### [WHAT THE TASK REQUIRES]
First find the line with "target: wes text on sign" in the entries below, then set down exactly every line through the line with "Mark the region of every instance of the sponsor", that line included.
• • •
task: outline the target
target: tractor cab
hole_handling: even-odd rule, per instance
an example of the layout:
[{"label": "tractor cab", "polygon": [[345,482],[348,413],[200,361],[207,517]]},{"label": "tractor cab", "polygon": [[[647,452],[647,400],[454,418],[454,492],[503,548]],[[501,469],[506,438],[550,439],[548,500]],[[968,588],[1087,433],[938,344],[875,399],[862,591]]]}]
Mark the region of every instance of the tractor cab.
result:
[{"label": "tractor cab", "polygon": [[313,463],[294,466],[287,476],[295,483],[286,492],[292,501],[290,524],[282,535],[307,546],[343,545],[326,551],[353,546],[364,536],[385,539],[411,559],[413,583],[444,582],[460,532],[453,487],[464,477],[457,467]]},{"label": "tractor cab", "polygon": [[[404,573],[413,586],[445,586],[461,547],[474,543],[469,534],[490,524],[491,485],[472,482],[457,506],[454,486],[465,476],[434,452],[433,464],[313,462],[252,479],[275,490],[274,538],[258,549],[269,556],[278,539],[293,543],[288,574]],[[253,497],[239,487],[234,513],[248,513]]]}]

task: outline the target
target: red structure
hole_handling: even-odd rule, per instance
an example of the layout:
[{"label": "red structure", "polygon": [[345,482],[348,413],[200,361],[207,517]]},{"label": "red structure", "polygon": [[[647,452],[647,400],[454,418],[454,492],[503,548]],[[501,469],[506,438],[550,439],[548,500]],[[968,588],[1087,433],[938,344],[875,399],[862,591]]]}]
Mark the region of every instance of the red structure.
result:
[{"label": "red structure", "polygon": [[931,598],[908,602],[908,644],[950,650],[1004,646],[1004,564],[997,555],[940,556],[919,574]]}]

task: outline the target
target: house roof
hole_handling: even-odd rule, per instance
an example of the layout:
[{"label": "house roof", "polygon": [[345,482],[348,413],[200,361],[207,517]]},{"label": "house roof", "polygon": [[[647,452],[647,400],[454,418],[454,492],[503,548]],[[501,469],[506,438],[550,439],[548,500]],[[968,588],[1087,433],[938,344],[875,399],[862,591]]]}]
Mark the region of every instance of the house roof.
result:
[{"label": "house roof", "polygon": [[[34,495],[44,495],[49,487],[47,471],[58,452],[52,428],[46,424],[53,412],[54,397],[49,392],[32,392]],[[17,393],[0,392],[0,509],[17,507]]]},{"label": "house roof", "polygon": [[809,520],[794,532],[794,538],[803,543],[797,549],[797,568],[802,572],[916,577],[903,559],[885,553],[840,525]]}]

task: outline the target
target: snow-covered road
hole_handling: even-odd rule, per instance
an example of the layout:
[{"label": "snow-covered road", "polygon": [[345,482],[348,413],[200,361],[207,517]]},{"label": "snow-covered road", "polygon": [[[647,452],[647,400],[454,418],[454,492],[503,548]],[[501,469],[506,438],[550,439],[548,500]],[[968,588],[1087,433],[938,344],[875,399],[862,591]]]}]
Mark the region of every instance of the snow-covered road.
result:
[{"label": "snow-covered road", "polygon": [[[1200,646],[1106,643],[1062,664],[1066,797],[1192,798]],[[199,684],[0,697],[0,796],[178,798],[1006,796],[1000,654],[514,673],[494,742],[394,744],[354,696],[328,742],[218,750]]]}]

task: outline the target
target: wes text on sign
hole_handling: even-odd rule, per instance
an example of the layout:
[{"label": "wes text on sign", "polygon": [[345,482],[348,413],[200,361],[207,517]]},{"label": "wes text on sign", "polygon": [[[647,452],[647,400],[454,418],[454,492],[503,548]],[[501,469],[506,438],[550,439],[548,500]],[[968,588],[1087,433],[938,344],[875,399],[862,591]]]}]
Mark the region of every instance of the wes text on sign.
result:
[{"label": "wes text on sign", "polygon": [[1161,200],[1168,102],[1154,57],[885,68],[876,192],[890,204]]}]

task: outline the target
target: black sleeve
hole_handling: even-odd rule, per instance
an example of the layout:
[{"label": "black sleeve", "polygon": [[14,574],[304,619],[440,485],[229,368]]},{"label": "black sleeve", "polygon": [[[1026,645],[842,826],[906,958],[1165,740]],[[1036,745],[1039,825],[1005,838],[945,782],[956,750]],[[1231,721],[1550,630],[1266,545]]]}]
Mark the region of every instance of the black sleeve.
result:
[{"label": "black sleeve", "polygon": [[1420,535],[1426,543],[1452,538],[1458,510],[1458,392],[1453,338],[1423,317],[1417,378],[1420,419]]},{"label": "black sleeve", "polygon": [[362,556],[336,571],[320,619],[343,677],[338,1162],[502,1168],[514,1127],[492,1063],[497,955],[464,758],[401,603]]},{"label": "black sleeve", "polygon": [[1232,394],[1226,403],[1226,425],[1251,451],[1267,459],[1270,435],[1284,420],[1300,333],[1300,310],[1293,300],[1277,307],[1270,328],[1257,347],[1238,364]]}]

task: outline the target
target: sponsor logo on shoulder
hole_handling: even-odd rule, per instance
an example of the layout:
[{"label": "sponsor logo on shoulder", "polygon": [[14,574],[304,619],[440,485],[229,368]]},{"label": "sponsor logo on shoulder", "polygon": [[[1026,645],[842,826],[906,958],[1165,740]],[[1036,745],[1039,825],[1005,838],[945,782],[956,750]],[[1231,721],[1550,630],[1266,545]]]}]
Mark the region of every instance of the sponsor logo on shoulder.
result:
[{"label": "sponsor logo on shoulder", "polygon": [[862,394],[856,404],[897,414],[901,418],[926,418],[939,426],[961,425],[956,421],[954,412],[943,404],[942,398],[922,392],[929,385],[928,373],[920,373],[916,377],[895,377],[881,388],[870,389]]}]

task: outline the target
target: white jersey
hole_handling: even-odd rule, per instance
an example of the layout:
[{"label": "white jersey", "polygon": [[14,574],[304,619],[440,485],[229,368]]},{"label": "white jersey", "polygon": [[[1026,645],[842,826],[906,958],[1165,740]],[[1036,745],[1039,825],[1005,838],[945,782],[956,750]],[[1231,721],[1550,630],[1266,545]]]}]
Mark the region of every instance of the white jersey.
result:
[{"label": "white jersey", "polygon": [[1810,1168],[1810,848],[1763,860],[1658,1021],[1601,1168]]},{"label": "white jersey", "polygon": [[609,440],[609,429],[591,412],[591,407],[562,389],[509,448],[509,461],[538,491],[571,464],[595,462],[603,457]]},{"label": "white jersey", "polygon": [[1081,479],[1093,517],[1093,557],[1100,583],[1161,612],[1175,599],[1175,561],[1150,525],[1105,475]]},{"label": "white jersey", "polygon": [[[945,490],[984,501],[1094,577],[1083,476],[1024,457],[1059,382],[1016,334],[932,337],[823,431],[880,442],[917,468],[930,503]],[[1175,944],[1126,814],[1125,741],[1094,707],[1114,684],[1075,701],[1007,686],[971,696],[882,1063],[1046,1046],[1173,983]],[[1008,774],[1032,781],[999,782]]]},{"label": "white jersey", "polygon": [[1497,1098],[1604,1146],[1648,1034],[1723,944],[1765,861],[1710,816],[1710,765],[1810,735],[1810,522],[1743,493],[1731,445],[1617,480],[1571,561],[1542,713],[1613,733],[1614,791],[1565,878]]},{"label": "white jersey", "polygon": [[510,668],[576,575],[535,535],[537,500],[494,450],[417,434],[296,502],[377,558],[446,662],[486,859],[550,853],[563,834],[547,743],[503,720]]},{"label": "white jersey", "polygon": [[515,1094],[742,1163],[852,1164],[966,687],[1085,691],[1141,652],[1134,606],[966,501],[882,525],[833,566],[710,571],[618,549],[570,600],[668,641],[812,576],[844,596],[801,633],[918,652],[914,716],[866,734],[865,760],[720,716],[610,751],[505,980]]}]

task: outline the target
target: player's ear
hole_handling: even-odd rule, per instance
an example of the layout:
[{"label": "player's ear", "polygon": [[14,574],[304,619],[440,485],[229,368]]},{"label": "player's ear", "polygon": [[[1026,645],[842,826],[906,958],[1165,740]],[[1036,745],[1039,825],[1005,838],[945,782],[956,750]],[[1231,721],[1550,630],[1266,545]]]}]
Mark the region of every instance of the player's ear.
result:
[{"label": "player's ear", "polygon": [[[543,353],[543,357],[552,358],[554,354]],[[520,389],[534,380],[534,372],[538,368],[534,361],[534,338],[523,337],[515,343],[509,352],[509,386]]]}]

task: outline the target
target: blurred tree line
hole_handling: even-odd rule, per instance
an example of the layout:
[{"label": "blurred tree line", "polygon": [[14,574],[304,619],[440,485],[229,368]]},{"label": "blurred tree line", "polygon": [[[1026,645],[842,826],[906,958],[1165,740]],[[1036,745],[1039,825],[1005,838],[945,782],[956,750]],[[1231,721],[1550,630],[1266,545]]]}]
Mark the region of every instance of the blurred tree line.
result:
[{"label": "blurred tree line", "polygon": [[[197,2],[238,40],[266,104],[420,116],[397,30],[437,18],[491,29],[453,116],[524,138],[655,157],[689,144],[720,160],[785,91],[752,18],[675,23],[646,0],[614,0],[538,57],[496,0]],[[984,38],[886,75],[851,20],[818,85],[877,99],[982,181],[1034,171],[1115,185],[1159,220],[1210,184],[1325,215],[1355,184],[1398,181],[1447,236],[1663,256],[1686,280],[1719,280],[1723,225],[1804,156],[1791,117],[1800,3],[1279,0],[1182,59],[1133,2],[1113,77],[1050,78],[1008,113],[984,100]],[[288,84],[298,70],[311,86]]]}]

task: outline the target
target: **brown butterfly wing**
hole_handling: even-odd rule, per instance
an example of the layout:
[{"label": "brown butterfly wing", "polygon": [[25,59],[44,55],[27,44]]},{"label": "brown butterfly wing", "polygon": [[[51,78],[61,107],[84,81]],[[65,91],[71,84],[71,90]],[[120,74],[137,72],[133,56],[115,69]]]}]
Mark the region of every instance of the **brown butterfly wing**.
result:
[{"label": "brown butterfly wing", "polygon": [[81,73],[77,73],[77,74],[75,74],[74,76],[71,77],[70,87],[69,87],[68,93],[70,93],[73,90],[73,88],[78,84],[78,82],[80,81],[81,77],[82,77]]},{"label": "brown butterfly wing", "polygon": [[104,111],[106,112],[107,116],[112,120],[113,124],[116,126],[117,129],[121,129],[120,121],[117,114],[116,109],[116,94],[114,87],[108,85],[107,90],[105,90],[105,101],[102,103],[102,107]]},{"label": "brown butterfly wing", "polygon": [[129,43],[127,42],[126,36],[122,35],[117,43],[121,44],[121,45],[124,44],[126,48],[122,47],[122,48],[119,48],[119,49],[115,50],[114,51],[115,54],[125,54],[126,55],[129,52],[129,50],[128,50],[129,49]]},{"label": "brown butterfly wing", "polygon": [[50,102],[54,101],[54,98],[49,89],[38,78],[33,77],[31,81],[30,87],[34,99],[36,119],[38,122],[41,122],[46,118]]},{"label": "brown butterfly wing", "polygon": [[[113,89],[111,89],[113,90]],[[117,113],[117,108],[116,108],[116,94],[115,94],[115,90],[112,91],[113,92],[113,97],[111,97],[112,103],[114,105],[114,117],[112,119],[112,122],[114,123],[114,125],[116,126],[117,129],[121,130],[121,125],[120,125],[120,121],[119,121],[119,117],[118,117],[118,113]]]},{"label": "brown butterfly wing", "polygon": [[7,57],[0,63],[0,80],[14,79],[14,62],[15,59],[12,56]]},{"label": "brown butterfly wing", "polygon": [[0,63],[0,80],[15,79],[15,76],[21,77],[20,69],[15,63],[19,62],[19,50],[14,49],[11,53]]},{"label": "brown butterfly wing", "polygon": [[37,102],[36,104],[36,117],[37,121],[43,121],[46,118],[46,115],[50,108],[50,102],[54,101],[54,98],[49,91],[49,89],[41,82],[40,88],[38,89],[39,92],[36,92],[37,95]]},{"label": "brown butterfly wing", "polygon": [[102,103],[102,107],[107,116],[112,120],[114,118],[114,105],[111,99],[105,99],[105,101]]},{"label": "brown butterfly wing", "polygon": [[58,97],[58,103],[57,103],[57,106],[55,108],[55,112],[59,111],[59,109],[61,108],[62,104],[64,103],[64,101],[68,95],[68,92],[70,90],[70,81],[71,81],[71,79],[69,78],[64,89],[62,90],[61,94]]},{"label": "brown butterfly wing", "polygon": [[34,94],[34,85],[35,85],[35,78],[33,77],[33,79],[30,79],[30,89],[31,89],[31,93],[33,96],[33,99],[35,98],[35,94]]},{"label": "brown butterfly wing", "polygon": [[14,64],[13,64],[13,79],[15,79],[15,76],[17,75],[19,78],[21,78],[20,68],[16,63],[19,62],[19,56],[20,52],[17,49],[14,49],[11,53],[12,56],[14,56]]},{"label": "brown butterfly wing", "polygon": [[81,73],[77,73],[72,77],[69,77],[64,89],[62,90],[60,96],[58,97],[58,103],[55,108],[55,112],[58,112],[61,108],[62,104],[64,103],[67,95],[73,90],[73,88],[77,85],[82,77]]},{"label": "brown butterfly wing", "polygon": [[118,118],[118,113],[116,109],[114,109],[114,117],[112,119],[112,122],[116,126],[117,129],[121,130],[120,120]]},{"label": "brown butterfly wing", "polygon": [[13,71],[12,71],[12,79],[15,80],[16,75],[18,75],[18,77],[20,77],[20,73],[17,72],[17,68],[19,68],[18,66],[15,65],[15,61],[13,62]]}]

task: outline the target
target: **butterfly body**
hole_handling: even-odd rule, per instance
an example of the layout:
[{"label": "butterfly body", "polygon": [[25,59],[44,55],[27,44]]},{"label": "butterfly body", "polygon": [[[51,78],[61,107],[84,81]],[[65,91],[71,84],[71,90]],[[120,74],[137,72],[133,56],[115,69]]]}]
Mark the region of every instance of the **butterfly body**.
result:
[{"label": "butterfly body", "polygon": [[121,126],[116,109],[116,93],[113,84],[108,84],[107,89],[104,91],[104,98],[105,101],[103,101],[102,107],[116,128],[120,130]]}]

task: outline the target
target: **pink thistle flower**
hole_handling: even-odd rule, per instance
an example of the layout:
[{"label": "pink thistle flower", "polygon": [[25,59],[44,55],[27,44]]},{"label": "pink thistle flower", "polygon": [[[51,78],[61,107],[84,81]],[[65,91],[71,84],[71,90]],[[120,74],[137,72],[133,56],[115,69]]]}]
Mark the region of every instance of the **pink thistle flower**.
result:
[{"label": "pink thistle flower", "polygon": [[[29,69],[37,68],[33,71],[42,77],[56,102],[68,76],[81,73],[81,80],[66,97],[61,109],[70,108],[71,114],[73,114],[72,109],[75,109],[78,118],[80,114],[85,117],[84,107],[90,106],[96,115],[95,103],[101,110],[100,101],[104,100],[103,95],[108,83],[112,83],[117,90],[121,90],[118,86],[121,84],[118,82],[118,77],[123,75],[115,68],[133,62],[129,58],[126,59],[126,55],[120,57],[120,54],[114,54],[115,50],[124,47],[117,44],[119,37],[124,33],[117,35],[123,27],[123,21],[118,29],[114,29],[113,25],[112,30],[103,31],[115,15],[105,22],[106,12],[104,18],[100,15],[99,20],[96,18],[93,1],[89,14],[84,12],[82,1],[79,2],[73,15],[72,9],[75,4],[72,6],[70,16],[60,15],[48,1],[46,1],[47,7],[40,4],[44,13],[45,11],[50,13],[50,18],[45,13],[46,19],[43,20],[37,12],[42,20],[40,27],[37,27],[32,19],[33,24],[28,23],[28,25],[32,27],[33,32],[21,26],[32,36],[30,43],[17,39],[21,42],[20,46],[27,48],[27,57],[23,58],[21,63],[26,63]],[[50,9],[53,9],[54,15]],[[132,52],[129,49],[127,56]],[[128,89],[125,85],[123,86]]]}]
• • •
### [PROBLEM SOLUTION]
target: wes text on sign
hole_handling: even-odd rule, per instance
an example of the layout:
[{"label": "wes text on sign", "polygon": [[345,482],[348,413],[200,361],[207,517]]},{"label": "wes text on sign", "polygon": [[[647,452],[647,400],[454,418],[454,492],[503,548]],[[501,469],[506,438],[550,439],[548,500]],[[968,588],[1087,433],[938,344],[875,399],[862,591]]]}]
Mark the region of every instance of the wes text on sign.
result:
[{"label": "wes text on sign", "polygon": [[1161,200],[1168,102],[1154,57],[885,68],[876,192],[890,204]]}]

task: outline the target
target: black sleeve
hole_handling: even-odd rule, per instance
an example of the layout:
[{"label": "black sleeve", "polygon": [[14,574],[304,619],[440,485],[229,368]]},{"label": "black sleeve", "polygon": [[[1026,645],[842,826],[906,958],[1165,740]],[[1036,745],[1039,825],[1005,838],[945,782],[956,750]],[[1231,721],[1550,630],[1266,545]]]}]
Mark the region of every instance of the black sleeve.
result:
[{"label": "black sleeve", "polygon": [[1420,535],[1426,543],[1452,538],[1458,510],[1458,392],[1453,338],[1423,317],[1417,378],[1420,419]]},{"label": "black sleeve", "polygon": [[362,556],[336,571],[320,619],[343,677],[338,1162],[502,1168],[514,1127],[492,1063],[497,955],[464,758],[401,603]]},{"label": "black sleeve", "polygon": [[1232,394],[1226,403],[1226,425],[1251,451],[1267,459],[1270,435],[1284,420],[1300,333],[1300,310],[1293,300],[1277,307],[1270,328],[1257,347],[1238,364]]}]

task: outline the target
target: sponsor logo on shoulder
hole_handling: even-odd rule, per instance
an example of the layout:
[{"label": "sponsor logo on shoulder", "polygon": [[14,574],[304,619],[440,485],[229,368]]},{"label": "sponsor logo on shoulder", "polygon": [[[1026,645],[842,826],[906,958],[1165,740]],[[1036,745],[1039,825],[1005,838],[945,782],[956,750]],[[1231,721],[1550,630],[1266,545]]]}]
Mark the region of every instance of the sponsor logo on shoulder.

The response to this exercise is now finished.